Exercise task:
Reproduce the material below verbatim, line by line.

Dataset records:
>> Begin

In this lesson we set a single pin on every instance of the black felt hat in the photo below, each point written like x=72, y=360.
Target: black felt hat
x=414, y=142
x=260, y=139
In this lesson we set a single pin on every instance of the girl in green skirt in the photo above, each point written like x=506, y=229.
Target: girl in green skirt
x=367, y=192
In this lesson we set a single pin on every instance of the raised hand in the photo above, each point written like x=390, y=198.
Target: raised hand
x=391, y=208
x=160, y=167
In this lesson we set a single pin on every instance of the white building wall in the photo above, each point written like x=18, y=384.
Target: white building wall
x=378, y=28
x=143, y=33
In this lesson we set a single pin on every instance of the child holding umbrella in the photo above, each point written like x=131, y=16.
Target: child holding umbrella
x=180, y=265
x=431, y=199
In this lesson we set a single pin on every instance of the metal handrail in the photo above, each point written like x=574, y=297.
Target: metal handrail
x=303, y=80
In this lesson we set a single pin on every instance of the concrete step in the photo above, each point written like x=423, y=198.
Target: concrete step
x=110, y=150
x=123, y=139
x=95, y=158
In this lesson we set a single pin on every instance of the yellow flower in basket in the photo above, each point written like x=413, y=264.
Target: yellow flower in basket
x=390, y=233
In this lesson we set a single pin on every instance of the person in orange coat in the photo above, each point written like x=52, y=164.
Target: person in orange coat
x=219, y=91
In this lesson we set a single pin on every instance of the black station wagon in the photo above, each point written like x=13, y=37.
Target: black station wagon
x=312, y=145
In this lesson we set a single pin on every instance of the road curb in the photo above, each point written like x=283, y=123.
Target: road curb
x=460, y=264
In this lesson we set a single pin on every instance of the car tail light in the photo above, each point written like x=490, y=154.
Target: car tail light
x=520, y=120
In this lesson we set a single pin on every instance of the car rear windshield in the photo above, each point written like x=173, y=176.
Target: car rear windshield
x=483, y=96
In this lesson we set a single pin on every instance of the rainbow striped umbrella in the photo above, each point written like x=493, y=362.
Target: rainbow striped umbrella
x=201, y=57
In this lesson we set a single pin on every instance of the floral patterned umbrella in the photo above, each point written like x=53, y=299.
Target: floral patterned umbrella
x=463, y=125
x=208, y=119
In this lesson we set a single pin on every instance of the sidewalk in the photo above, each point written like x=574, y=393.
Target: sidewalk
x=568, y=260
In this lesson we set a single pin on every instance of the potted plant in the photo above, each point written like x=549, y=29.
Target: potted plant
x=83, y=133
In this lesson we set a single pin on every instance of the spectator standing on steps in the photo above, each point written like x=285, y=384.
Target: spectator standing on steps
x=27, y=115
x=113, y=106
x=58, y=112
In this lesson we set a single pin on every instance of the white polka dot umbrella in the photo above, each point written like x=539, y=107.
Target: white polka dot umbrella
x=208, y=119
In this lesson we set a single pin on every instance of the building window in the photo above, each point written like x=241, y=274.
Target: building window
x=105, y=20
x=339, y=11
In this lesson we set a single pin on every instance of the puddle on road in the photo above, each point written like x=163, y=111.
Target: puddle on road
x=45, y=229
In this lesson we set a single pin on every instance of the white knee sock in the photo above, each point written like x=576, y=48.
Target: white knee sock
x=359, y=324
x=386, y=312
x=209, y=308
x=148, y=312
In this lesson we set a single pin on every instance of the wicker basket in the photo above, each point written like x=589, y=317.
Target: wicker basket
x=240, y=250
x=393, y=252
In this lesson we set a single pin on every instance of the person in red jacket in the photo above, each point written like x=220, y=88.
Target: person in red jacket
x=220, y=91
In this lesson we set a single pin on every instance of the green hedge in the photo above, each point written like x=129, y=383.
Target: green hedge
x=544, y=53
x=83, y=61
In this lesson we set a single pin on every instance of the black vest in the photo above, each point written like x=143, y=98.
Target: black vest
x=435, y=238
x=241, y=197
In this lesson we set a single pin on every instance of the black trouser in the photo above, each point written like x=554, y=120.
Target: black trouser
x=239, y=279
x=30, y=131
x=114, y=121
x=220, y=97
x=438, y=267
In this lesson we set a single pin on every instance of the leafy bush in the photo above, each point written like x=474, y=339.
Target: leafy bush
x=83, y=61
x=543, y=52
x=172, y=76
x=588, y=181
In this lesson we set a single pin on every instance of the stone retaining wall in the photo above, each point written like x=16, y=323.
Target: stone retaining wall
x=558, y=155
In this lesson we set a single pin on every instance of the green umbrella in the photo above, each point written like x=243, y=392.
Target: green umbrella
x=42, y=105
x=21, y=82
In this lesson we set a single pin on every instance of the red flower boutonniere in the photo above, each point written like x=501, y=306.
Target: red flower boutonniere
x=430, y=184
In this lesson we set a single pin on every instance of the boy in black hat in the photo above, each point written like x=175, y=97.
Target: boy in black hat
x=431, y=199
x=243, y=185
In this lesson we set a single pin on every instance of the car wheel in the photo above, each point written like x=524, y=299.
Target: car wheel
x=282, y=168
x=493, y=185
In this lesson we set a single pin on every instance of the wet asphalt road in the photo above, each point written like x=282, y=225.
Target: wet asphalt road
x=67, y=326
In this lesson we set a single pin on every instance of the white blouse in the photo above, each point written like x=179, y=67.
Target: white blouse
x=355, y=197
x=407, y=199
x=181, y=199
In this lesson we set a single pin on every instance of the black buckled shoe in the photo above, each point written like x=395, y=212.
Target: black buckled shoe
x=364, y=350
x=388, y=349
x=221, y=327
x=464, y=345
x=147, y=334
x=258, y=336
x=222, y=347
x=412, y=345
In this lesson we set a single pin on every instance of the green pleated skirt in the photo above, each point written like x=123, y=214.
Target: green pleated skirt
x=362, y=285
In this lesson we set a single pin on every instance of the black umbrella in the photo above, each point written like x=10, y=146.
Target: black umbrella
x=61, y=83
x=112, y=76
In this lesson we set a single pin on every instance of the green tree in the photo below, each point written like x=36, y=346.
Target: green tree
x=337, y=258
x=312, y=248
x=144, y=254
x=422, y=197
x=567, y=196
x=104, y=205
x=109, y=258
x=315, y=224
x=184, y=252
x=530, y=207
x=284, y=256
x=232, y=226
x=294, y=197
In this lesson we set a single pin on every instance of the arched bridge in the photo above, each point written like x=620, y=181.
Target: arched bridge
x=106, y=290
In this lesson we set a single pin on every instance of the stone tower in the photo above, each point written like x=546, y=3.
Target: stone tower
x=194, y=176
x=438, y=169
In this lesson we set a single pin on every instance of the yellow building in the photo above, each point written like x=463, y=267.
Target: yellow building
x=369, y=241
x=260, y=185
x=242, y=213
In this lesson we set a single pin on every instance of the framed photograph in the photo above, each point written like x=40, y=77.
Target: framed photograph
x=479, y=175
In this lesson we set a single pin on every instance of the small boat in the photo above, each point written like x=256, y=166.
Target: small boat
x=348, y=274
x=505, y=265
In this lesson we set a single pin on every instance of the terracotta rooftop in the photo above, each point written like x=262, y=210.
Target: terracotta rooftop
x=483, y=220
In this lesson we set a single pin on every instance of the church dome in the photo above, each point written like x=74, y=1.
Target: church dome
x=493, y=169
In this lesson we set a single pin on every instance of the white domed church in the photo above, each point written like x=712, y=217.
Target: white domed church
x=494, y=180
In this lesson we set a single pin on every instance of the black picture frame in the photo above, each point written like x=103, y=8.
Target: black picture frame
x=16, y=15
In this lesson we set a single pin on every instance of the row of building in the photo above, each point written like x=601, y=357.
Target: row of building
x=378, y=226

>> End

Response for this exercise:
In this lesson we set a single pin on every instance of the black felt hat in the photo below, each point written like x=72, y=360.
Target: black felt hat
x=414, y=142
x=260, y=139
In this lesson we set a single pin on every instance of the girl in green skirt in the photo above, each point written like x=506, y=229.
Target: girl in green skirt
x=367, y=192
In this lesson we set a single pin on every instance of the raised hand in the photo above, each point written like x=390, y=198.
Target: raised hand
x=391, y=208
x=160, y=167
In this lesson we set a single pin on every instance of the white building wall in the photo above, each point written like x=18, y=384.
Target: white building wall
x=378, y=28
x=143, y=33
In this lesson we set a single pin on every instance of the child holding umbrella in the photo above, each point written like x=131, y=16.
Target: child holding umbrella
x=180, y=265
x=431, y=199
In this lesson we set a single pin on every instance of the metal handrail in the photo above, each point written like x=574, y=297.
Target: metal handrail
x=303, y=80
In this lesson we set a single pin on every instance of the concrete step in the photo above, each point written like x=423, y=198.
Target: concrete step
x=110, y=150
x=123, y=139
x=95, y=158
In this lesson we set a single pin on every instance of the yellow flower in basket in the photo above, each point written like x=413, y=264.
Target: yellow flower in basket
x=390, y=233
In this lesson we set a single pin on every instance of the person in orange coat in the photo above, each point written like x=52, y=164.
Target: person in orange coat
x=219, y=91
In this lesson we set a single pin on every instance of the black station wagon in the photo above, each point written like x=13, y=37.
Target: black station wagon
x=312, y=145
In this lesson we set a single pin on every instance of the road curb in the photo above, each point written like x=283, y=123.
Target: road curb
x=460, y=264
In this lesson we set a single pin on every instance of the car tail light in the photo above, each point written like x=490, y=154.
Target: car tail light
x=520, y=120
In this lesson we set a single pin on every instance of the car rear windshield in the photo above, each point written like x=173, y=176.
Target: car rear windshield
x=483, y=96
In this lesson we set a single pin on every instance of the rainbow striped umbrella in the photo above, each point written like x=493, y=362.
Target: rainbow striped umbrella
x=201, y=57
In this lesson we set a single pin on every instance of the floral patterned umbrella in the photo above, each point written like x=53, y=299.
Target: floral patterned umbrella
x=463, y=125
x=208, y=119
In this lesson we set a single pin on every instance of the sidewalk in the photo above, each point written like x=574, y=393.
Target: sidewalk
x=568, y=260
In this lesson we set a single pin on every instance of the potted plant in the photo above, each point written like x=549, y=29.
Target: potted plant
x=83, y=133
In this lesson we set a single pin on every instance of the spectator standing on steps in the photo above, each point written like x=285, y=384.
Target: spectator standing on steps
x=27, y=115
x=113, y=106
x=58, y=112
In this lesson we set a single pin on every instance of the white polka dot umbrella in the photo above, each point written like x=539, y=107.
Target: white polka dot umbrella
x=208, y=119
In this lesson we set a single pin on every instance of the building window in the photo above, each point written like x=241, y=274.
Target: building window
x=105, y=20
x=339, y=11
In this lesson we set a single pin on every instance of the puddle on road in the photo above, each point written like x=163, y=111.
Target: puddle on road
x=45, y=229
In this lesson we set a single pin on every instance of the white knee sock in the photo above, each point written like x=576, y=48.
Target: white knee sock
x=359, y=324
x=386, y=312
x=209, y=308
x=148, y=312
In this lesson we set a single pin on every instance of the wicker basket in the photo above, each point written like x=589, y=317.
Target: wicker basket
x=240, y=250
x=393, y=252
In this lesson we set a single pin on every instance of the person in red jacket in the photo above, each point written like x=220, y=88.
Target: person in red jacket
x=220, y=91
In this lesson we set a single pin on every instance of the green hedge in the photo above, each point written like x=129, y=383.
Target: green hedge
x=544, y=53
x=83, y=61
In this lesson we set a single pin on every instance of the black vest in the photo above, each point written like x=143, y=98.
Target: black vest
x=435, y=238
x=241, y=197
In this lesson we set a single pin on every instance of the black trouser in the photo above, each point written like x=554, y=120.
Target: black trouser
x=239, y=279
x=30, y=131
x=114, y=121
x=220, y=97
x=438, y=267
In this lesson we set a single pin on every instance of the leafy bush in the photo above, each point written like x=474, y=339.
Target: leafy bush
x=83, y=61
x=543, y=52
x=172, y=76
x=588, y=181
In this lesson we set a single pin on every instance of the stone retaining wall in the photo above, each point written like x=16, y=323.
Target: stone retaining wall
x=558, y=155
In this lesson we set a single pin on every instance of the green umbrella in the photo above, each point written like x=243, y=392.
Target: green umbrella
x=42, y=105
x=21, y=82
In this lesson we set a single pin on every instance of the red flower boutonniere in the photo above, each point written like x=501, y=306.
Target: red flower boutonniere
x=430, y=184
In this lesson we set a single pin on every instance of the boy in black hat in the photo above, each point written like x=175, y=97.
Target: boy in black hat
x=431, y=199
x=243, y=185
In this lesson we set a single pin on every instance of the car wheel in the photo above, each point written like x=524, y=299.
Target: car wheel
x=282, y=168
x=493, y=185
In this lesson we set a single pin on every instance of the wet asphalt road in the photo above, each point written like x=282, y=225.
Target: wet asphalt road
x=67, y=326
In this lesson we set a single pin on every instance of the white blouse in the photo above, each point written like x=179, y=67.
Target: white blouse
x=355, y=197
x=407, y=199
x=181, y=199
In this lesson we set a single pin on every instance of the black buckled shoe in the photo above, each point written like x=395, y=212.
Target: black buckled shoe
x=364, y=350
x=388, y=349
x=221, y=327
x=464, y=345
x=147, y=334
x=258, y=336
x=222, y=347
x=412, y=345
In this lesson we set a single pin on every instance of the green pleated skirt in the photo above, each point written like x=123, y=214.
Target: green pleated skirt
x=362, y=285
In this lesson we set a single pin on every instance of the black umbrella in the photo above, each point written like x=10, y=146.
Target: black umbrella
x=61, y=83
x=112, y=76
In this lesson we set a single pin on every instance of the green tree in the photo below, each point written like x=36, y=346.
Target: green tree
x=337, y=258
x=312, y=248
x=144, y=254
x=422, y=197
x=567, y=196
x=104, y=205
x=109, y=258
x=315, y=224
x=184, y=252
x=530, y=207
x=284, y=256
x=232, y=226
x=294, y=197
In this lesson we set a single pin on every instance of the arched bridge in the photo above, each point written like x=620, y=181.
Target: arched bridge
x=106, y=290
In this lesson we set a single pin on every instance of the stone tower in the photo above, each point written like x=546, y=3.
Target: stone tower
x=194, y=176
x=438, y=169
In this lesson we set a single pin on every instance of the yellow building in the photo above, each point written like x=463, y=267.
Target: yellow building
x=369, y=241
x=260, y=185
x=242, y=213
In this lesson we set a single pin on every instance of the framed photograph in the photo above, each point written like x=40, y=77.
Target: framed photograph
x=479, y=175
In this lesson we set a single pin on every instance of the small boat in the photo above, each point written like x=256, y=166.
Target: small boat
x=348, y=274
x=505, y=265
In this lesson we set a single pin on every instance of the terracotta rooftop in the photo above, each point written like x=262, y=210.
Target: terracotta rooftop
x=483, y=220
In this lesson we set a single pin on every instance of the church dome in the photo above, each point written like x=74, y=1.
Target: church dome
x=493, y=169
In this lesson we set a single pin on every instance of the white domed church in the photo above, each point written like x=712, y=217.
Target: white domed church
x=494, y=180
In this lesson we set a single pin on every instance of the black picture frame in the photo above, each point written like x=103, y=8.
Target: black picture frame
x=16, y=15
In this lesson we set a single pin on every instance of the row of building in the photo above, each point written like x=601, y=357.
Target: row of building
x=378, y=226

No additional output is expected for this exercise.